Problem to work on: An exact copy is needed of each line from the one including "Target: flower's yellow-green" through the last line of the entries, both ends counted, with nothing added.

Stored items
....

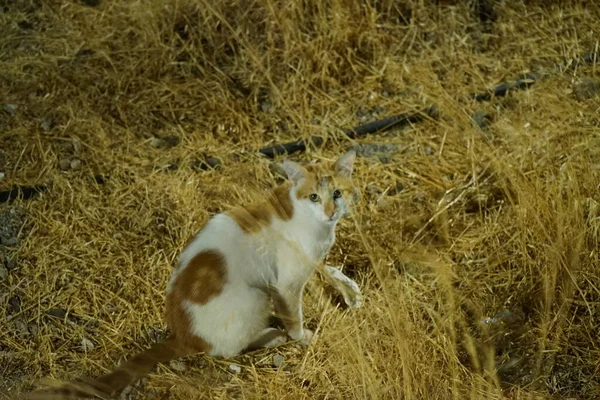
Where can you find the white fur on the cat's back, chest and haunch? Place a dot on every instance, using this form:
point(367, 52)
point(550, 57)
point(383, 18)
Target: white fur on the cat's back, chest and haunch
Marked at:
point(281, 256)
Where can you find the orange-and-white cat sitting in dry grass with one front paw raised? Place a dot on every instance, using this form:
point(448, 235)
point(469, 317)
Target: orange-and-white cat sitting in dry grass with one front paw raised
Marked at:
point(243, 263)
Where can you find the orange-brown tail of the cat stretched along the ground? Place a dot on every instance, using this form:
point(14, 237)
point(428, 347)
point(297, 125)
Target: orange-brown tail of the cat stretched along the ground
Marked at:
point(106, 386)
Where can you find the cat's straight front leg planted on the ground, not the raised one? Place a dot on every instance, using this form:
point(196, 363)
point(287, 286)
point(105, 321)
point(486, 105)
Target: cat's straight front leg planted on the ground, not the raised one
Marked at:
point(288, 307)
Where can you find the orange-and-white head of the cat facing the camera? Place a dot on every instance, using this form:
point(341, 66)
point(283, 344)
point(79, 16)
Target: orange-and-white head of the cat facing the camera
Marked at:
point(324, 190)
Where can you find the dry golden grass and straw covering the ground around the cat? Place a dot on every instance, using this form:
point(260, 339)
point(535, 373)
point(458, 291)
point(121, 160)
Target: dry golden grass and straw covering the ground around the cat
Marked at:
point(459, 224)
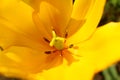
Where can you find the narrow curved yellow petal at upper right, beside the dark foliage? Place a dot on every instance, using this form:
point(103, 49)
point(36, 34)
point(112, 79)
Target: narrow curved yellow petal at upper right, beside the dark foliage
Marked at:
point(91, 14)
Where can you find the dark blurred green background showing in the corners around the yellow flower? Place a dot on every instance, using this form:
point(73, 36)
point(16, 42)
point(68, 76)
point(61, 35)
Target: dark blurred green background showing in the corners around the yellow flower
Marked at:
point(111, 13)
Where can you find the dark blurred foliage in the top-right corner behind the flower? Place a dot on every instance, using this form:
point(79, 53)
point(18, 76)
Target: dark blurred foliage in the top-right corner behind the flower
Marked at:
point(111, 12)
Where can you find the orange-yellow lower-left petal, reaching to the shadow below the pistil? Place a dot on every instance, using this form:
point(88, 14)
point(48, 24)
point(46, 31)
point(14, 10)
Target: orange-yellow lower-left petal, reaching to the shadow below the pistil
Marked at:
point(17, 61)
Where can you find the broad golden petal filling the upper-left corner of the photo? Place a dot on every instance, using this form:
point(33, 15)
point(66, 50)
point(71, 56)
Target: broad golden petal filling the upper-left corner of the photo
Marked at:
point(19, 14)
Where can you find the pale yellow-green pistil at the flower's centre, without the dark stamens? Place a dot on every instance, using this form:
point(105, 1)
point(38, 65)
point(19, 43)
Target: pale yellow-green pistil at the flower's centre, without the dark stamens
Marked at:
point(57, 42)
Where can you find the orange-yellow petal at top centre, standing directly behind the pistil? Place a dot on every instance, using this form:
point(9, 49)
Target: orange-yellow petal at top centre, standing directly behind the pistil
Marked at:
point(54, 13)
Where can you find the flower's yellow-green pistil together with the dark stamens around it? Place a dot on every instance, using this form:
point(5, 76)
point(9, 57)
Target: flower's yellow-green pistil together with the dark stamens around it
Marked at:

....

Output:
Target: flower's yellow-green pistil together with the dark stamens around it
Marked at:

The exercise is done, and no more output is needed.